The trend of cities and states finding unique ways to dig deeper into its residents’ wallets has hit an all-time low in Loma Linda, CA.
Now when you call 911 for medical assistance in Loma Linda, you could be saddled with a $300 charge. That is, unless you pay the $48 annual fee to use the service. You can read more about that here.
Paying for emergency services really isn’t a new thing. Countless fire departments have charged for services outside incorporated areas forever. That’s one of the reasons volunteer departments gained such popularity – that and the hope for quicker response times.
Of course, you’re going to pay for ambulance rides and the care provided during transport. That’s something else society has come to accept. So if Loma Linda has a shortfall in that area, that’s where it should be addressed.
But paying $300 for a (literally) call for help? What are they smoking?
Back in the day before 911 and enhanced 911, you had a regular “emergency” number to call for help. The state and federal governments saw the need for 911 service and provided grants and all kinds of assistance to municipalities to make that happen.
Heck, the federal government still has grants for cities, counties and even states to upgrade emergency communications equipment. It’s not like that funding has dried up.
So a system that was built and funded by local, state and federal tax money is now going to cost someone in a potential life crisis $300 to use. What happens if they call the non-emergency number? Is that free?

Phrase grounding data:

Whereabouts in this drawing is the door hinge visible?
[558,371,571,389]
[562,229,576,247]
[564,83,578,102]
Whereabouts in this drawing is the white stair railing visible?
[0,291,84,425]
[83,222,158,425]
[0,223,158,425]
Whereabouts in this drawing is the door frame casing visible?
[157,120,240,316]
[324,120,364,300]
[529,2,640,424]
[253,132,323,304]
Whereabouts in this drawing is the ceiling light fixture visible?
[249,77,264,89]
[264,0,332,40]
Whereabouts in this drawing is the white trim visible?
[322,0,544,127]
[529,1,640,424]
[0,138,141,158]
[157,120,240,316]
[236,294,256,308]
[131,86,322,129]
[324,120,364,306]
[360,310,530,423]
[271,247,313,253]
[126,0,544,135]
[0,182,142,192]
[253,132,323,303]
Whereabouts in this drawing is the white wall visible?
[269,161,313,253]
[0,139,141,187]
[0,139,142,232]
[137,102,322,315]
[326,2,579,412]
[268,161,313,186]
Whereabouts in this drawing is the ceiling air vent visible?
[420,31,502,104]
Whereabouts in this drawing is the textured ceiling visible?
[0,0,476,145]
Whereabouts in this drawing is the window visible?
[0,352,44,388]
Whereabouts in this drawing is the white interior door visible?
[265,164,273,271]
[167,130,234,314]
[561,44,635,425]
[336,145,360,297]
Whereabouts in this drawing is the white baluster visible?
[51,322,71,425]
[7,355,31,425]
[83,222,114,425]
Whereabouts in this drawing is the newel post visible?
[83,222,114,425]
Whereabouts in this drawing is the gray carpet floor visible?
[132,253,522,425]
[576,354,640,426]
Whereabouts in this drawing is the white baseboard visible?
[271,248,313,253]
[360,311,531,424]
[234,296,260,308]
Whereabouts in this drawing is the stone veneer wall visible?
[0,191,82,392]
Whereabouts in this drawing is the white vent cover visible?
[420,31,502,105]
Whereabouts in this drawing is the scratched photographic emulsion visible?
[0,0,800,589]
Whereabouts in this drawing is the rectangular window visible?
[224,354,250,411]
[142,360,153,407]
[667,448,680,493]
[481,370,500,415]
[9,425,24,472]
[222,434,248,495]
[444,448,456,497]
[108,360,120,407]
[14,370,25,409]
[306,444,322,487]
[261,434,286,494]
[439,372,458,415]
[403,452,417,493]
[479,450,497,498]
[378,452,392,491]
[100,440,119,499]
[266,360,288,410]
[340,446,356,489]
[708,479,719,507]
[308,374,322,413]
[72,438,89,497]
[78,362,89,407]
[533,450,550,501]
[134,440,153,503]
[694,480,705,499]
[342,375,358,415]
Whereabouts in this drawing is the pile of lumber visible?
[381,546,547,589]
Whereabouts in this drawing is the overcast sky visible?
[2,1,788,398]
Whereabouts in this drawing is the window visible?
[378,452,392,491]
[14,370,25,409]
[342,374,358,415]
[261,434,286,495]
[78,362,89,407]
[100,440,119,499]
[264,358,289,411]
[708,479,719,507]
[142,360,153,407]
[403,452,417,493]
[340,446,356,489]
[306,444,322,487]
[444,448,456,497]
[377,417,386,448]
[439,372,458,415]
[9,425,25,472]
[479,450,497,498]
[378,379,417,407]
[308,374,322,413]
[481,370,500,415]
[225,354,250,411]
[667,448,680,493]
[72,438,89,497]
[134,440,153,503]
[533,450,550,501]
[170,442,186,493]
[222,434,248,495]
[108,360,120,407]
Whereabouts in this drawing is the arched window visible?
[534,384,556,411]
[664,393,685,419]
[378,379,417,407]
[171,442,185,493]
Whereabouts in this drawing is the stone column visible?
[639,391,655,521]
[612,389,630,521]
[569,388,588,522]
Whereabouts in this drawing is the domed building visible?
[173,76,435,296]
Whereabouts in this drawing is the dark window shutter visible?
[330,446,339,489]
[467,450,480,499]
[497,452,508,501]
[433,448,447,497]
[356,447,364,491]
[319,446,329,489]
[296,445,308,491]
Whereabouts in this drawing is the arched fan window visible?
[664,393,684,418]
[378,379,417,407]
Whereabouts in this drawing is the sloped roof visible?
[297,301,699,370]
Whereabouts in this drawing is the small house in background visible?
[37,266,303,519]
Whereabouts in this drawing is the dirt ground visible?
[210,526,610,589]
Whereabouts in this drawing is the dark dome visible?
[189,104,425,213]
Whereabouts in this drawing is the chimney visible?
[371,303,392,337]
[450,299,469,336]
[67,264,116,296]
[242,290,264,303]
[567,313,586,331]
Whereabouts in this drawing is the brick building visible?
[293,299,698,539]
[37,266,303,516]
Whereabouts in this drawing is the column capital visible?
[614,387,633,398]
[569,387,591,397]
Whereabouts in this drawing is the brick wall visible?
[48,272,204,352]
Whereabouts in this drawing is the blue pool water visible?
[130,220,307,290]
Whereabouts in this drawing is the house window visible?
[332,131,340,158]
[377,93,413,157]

* APPLY WHAT YOU READ
- a) According to the piece on Loma Linda's 911 charge, how much is the annual fee that lets residents avoid the $300 charge?
- b) Please carry on the piece about Loma Linda's 911 charge from its final line, keeping the same voice.

* EXERCISE RESPONSES
- a) $48 a year.

- b)
The problem is, and we all know it, other cities will snap up the idea and maybe even apply it to all 911 calls. The fallout from that is easy to see.
Take for example, you’re sitting at home and hear gunshots on your normally very quiet street, followed by screams. You know someone needs help for crying out loud; they are screaming for help and you can hear it.
Do you pay $300 and help out a neighbor in need?
What about the potentially drunk driver you just saw run two cars off the road? Do you call 911 and report it?
The cost of being a Good Samaritan is now $300 – if you’re not an annual member to the club.
What about families who can’t afford the $48 for annual membership? They gamble that they won’t have a life crisis where grandma has a heart attack at their house.
There are cities needing to address frivolous 911 calls. That solution is simple: Charge the offenders. Make them pay and charge them criminally.
But making a buck off a taxpayer-funded system by charging those in dire need is simply asinine.